-------- SUPPLIED PASSAGE --------

Masters of the Air is an upcoming American war drama miniseries based on the actions of the Eighth Air Force of the United States Army Air Forces during World War II. It is being produced by Apple Studios in cooperation with Playtone, Parliament of Owls, Amblin Television. The series will be released on Apple TV+.

Cast

Guest
Joanna Kulig as Paulina
Bel Powley as Alexandra "Sandra" Wingate
Lauren McQueen as Rose
David Nolden as Hans

Production

Reports of a third World War II based miniseries in the same vein as Band of Brothers and The Pacific developed by Tom Hanks and Steven Spielberg began in October 2012, focusing on United States Army Air Forces aircrews of the Eighth Air Force. In January 2013, HBO confirmed it was developing the miniseries, based on Donald L. Miller's book Masters of the Air: America's Bomber Boys Who Fought the Air War Against Nazi Germany.

-------- DATASET EXCERPTS --------

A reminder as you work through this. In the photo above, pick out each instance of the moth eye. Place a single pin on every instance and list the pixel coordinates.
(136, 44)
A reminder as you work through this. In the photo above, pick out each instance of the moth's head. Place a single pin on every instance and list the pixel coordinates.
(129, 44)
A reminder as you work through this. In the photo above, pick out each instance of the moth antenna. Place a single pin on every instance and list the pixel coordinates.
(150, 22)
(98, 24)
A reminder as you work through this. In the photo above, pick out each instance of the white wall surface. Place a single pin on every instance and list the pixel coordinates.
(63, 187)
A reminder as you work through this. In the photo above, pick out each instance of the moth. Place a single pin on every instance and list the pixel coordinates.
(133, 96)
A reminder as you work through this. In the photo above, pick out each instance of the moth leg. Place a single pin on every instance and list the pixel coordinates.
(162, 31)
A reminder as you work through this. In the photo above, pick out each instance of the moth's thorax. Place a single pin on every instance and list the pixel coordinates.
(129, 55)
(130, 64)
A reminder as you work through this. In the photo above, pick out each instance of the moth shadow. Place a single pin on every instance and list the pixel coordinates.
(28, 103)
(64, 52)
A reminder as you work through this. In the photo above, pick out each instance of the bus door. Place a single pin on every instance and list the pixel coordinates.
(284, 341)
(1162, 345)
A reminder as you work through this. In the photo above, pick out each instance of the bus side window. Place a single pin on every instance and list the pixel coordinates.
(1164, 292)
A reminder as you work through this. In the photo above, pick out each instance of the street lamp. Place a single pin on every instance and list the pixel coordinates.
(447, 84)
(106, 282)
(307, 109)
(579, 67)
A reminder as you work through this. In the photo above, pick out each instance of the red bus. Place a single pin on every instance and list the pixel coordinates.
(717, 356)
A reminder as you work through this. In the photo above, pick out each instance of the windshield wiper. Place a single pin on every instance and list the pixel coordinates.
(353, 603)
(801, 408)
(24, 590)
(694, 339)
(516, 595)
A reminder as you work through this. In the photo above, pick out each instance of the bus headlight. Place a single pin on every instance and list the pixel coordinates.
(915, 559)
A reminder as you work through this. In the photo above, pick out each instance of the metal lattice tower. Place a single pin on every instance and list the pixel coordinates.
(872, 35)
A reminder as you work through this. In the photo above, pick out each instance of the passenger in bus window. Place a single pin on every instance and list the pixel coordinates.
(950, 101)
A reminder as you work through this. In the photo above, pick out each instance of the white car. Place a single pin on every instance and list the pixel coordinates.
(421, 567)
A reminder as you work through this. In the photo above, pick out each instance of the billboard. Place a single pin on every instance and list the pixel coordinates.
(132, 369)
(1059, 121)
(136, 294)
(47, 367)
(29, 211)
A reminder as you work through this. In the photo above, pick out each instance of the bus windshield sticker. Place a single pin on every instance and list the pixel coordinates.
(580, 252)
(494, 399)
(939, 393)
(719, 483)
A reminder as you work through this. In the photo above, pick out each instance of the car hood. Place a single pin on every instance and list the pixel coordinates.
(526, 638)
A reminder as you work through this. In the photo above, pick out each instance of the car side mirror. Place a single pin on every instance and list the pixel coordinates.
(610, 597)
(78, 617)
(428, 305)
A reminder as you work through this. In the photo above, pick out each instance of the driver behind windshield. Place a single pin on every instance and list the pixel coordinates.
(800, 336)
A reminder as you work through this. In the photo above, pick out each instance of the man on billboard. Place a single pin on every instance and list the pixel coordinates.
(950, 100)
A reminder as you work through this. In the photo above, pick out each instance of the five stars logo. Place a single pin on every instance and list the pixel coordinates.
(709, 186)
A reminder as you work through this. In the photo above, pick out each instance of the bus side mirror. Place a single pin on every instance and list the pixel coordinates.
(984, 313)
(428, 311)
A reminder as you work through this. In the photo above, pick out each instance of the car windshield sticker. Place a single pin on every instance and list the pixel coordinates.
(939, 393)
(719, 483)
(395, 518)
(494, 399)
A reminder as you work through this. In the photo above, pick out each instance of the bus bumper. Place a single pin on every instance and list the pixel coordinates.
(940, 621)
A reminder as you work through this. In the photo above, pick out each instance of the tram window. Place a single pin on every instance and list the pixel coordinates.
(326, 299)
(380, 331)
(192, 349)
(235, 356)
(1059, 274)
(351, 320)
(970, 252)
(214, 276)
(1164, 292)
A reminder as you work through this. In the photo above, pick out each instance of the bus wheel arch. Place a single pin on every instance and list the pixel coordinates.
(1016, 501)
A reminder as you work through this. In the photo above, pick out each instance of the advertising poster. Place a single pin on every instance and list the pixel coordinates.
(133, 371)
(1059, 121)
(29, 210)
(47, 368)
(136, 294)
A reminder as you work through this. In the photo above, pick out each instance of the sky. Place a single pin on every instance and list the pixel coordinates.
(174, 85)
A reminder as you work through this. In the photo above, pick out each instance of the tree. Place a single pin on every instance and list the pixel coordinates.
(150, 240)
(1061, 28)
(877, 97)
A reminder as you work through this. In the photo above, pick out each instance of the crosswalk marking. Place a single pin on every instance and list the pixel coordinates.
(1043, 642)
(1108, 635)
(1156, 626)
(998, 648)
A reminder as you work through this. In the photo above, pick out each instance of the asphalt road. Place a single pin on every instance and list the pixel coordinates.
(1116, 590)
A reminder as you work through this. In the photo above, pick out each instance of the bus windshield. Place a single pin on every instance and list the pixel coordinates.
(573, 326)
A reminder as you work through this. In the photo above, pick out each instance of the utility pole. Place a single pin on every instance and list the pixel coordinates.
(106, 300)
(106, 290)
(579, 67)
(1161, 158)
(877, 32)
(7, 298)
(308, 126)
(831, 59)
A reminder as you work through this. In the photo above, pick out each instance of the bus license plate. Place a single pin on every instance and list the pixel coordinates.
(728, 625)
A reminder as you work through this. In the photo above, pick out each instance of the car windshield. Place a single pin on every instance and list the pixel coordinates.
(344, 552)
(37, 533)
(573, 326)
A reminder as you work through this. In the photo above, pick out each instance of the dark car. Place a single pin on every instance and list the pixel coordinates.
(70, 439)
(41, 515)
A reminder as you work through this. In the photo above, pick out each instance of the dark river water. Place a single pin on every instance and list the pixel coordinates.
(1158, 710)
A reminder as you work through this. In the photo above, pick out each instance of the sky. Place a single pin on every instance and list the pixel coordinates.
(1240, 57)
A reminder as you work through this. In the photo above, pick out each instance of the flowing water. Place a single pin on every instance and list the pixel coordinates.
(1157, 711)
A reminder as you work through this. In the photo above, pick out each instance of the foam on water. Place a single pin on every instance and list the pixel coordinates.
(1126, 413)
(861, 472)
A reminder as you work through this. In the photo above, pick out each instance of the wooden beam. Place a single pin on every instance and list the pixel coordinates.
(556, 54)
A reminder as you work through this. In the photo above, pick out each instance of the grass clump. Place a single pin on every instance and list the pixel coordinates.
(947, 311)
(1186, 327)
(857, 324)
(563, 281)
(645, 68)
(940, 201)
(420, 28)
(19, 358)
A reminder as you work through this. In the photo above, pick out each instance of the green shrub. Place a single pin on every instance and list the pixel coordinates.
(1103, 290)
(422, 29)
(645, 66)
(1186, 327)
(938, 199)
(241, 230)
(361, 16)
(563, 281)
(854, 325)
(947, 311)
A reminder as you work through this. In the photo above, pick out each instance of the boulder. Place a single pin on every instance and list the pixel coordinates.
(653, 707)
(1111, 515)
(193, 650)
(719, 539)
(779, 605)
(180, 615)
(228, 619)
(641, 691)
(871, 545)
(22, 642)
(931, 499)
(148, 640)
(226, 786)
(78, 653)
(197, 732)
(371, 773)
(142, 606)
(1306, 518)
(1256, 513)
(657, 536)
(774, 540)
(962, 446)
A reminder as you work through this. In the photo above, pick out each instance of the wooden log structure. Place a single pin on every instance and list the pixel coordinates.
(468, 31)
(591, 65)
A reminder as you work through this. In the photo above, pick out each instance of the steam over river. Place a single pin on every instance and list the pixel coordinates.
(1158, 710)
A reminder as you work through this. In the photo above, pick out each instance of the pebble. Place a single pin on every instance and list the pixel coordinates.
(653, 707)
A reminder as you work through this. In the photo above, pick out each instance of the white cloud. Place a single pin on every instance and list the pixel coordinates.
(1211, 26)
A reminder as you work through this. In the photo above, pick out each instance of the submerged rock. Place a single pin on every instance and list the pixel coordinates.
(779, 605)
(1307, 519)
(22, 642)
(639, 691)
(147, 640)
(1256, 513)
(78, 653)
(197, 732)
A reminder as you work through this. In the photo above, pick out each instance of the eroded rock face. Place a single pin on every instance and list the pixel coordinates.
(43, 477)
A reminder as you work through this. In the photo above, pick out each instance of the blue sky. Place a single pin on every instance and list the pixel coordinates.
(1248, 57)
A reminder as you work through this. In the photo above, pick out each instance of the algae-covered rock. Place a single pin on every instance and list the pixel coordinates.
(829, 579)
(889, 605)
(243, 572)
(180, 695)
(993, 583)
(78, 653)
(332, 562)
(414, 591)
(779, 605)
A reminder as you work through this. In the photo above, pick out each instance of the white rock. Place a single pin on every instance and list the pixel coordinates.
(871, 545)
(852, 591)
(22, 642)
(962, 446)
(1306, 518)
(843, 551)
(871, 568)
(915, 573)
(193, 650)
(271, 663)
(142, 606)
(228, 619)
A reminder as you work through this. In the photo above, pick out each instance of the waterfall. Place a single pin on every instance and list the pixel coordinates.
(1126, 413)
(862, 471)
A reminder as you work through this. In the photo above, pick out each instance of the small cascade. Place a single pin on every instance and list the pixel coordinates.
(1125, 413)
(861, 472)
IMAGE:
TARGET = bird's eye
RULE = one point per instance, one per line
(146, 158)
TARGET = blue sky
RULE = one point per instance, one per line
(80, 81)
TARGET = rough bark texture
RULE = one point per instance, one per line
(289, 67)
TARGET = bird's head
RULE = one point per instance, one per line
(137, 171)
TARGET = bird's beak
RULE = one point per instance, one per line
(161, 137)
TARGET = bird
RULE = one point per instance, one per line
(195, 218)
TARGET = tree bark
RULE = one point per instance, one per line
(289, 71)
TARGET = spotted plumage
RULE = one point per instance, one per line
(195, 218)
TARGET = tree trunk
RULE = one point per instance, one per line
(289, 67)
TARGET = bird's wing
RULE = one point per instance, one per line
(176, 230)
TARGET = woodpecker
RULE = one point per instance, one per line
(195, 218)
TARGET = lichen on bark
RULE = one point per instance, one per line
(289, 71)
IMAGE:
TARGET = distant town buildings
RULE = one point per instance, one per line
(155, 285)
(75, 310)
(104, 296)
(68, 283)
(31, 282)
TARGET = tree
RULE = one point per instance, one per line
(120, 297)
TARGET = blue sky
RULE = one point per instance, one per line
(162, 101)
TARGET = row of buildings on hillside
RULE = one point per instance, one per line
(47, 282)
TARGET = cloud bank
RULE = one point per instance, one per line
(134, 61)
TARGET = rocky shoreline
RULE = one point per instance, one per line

--------

» **WHAT YOU NEED TO DO**
1. Answer these questions using the Masters of the Air passage.
(a) Which studio is producing the series in cooperation with Playtone, Parliament of Owls, and Amblin Television?
(b) Who plays Paulina?
(c) Whose book was the miniseries HBO confirmed in January 2013 based on?
2. Extend the Masters of the Air passage beyond its final sentence, the one about HBO confirming the miniseries in January 2013.

» **OUTPUTS FOR THE TASKS**
1.
(a) Apple Studios
(b) Joanna Kulig
(c) Donald L. Miller's

2.
In October 2019, it was reported that Apple had made a deal with Spielberg's and Hanks's respective production companies to stream the series exclusively on Apple TV+ instead of HBO. HBO confirmed that it decided not to move forward with the series in a statement. Deadline Hollywood reported the series contains ten episodes at a production cost of over $200 million, while The Hollywood Reporter said it contains nine episodes at a production cost of $250 million. The website Footsteps Research reported the series would focus on the 100th Bombardment Group of the Eighth Air Force.

In October 2020, Cary Joji Fukunaga was announced to be directing the first three episodes of the series. In February 2021, Austin Butler and Callum Turner were cast to star in the series. Anthony Boyle and Nate Mann joined the cast in March, with Raff Law, James Murray and Tommy Jessop added in April. Freddy Carter revealed his casting in a May interview, while set photos revealed Barry Keoghan was also cast. In June, Dee Rees was announced as directing episodes of the series. In July, Anna Boden and Ryan Fleck were also announced as directing episodes. Colleen Atwood will serve as costume designer.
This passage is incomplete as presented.